= SELECTED EXCERPT =

As this venn diagram illustrates, there are a lot of characters in the prequels. Most of the characters that appear in the original trilogy are nameless and otherwise forgettable stormtroopers and rebel fighters that did not get their own character items in swapi. Compared to the initial list from the 538 diagram, we see that Anakin, Jar Jar, and Padme appear in the prequels only, Han and Lando appear in the sequels only, and Boba, Darth Vader, Leia, Luke, Obi-Wan, Palpatine, R2, and Yoda appear in both. However, just because a character appears in one means they actually were a real presence in the film. For example, Luke and Leia appear in the prequels just as infants at the end of Episode III. One might argue that Anakin does appear in the original trilogy when Darth Vader takes off his mask [Again, Spoiler Alert!!] and when he appears as a force ghost at the end of Episode VI. So, while a binary is initially helpful, there is more information that might be contained in the dialogue directly from the movie scripts themselves.

PART F

Collecting and Parsing the Star Wars Scripts for Dialogue

The third set of data comes from IMSDB (The Internet Movie Script Database: "The web's largest movie script resource!"). It consists of the six scripts to the original trilogy and the prequels. They are contained in the html webpage and so need to be parsed with beautiful soup 4. Some of them have different formatting and so require novel and somewhat esoteric code in order to get at the language itself. The code itself isn't that brilliant but the pattern recognition required for some of the scripts took careful examination of the scripts in order to be automated (with a few corrections after).


In [21]:
url4 = 'http://www.imsdb.com/scripts/Star-Wars-A-New-Hope.html' #get the urls from isdb
url5 = 'http://www.imsdb.com/scripts/Star-Wars-The-Empire-Strikes-Back.html'
url6 = 'http://www.imsdb.com/scripts/Star-Wars-Return-of-the-Jedi.html'
url1 = 'http://www.imsdb.com/scripts/Star-Wars-The-Phantom-Menace.html'
url2 = 'http://www.imsdb.com/scripts/Star-Wars-Attack-of-the-Clones.html'
url3 = 'http://www.imsdb.com/scripts/Star-Wars-Revenge-of-the-Sith.html'

ep4  = requests.get(url4) #access the information contained
ep5  = requests.get(url5)
ep6  = requests.get(url6)
ep1  = requests.get(url1)
ep2  = requests.get(url2)
ep3  = requests.get(url3)

In [22]:
ep4_soup = BeautifulSoup(ep4.content, 'html.parser') #parse the html
ep5_soup = BeautifulSoup(ep5.content, 'html.parser')
ep6_soup = BeautifulSoup(ep6.content, 'html.parser')

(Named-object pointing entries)
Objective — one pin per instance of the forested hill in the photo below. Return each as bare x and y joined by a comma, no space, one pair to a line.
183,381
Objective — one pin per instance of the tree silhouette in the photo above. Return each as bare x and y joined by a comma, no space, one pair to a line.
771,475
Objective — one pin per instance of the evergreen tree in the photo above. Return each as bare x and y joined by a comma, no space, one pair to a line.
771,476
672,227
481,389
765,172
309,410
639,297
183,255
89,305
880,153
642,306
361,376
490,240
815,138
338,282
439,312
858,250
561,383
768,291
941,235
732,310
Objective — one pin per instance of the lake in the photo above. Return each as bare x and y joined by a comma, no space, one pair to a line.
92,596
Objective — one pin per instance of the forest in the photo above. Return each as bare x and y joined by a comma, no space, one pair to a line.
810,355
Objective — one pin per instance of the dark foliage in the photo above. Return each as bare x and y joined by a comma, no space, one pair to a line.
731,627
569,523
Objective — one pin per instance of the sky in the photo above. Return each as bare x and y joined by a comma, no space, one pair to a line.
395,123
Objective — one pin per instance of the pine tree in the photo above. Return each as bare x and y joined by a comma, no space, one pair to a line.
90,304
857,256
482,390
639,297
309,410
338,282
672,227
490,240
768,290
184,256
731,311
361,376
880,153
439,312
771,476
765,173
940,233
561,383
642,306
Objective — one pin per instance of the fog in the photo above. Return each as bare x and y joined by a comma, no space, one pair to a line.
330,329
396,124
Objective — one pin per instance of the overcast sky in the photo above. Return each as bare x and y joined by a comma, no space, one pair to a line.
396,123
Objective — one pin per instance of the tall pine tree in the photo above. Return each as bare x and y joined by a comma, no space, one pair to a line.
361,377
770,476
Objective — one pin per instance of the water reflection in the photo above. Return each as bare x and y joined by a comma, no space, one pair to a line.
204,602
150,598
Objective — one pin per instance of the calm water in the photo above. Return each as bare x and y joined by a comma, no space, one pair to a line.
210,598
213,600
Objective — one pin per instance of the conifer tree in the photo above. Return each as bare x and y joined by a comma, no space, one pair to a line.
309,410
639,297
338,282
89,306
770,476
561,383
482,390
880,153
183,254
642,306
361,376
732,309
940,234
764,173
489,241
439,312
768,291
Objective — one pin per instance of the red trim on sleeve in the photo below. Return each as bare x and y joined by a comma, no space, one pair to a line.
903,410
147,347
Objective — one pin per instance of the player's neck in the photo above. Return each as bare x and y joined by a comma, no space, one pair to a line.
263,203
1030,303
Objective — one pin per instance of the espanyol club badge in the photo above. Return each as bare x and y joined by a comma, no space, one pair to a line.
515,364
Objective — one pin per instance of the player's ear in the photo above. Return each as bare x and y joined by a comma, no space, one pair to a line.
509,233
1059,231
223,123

= TO-DO LIST =
(1) Swap "pin" for "marker" in the entries, starting at the line containing "Objective — one pin per instance of the player's ear" and ending at the last entry. Write those lines out again with nothing else changed.
(2) Supply the next part of the text about parsing the Star Wars scripts, starting after its last line.
The text and the entries are unrelated to each other.

= TASK RESULTS =
(1)
Objective — one marker per instance of the player's ear in the photo above. Return each as bare x and y joined by a comma, no space, one pair to a line.
509,233
1059,231
223,123

(2)
ep1_soup = BeautifulSoup(ep1.content, 'html.parser')
ep2_soup = BeautifulSoup(ep2.content, 'html.parser')
ep3_soup = BeautifulSoup(ep3.content, 'html.parser')

In [23]:
ep4_script = ep4_soup.find_all('pre')[0] #for these five scripts, the screenplay is conatined within the <pre> tags
ep4_raw = ep4_script.get_text()

ep5_script = ep5_soup.find_all('pre')[0]
ep5_raw = ep5_script.get_text()

ep6_script = ep6_soup.find_all('pre')[0]
ep6_raw = ep6_script.get_text()

ep1_script = ep1_soup.find_all('pre')[0]
ep1_raw = ep1_script.get_text()

ep2_script = ep2_soup.find_all('pre')[0]
ep2_raw = ep2_script.get_text()

In [24]:
ep3_raw = ep3_soup.get_text() #episode 3 required finding the beginning and end manually
for m in re.finditer('STAR WARS EPISODE 3: REVENGE OF THE SITH SCRIPT', ep3_raw):
    I1 = m.start()
for m in re.finditer('END TITLES.', ep3_raw):
    I2 = m.end()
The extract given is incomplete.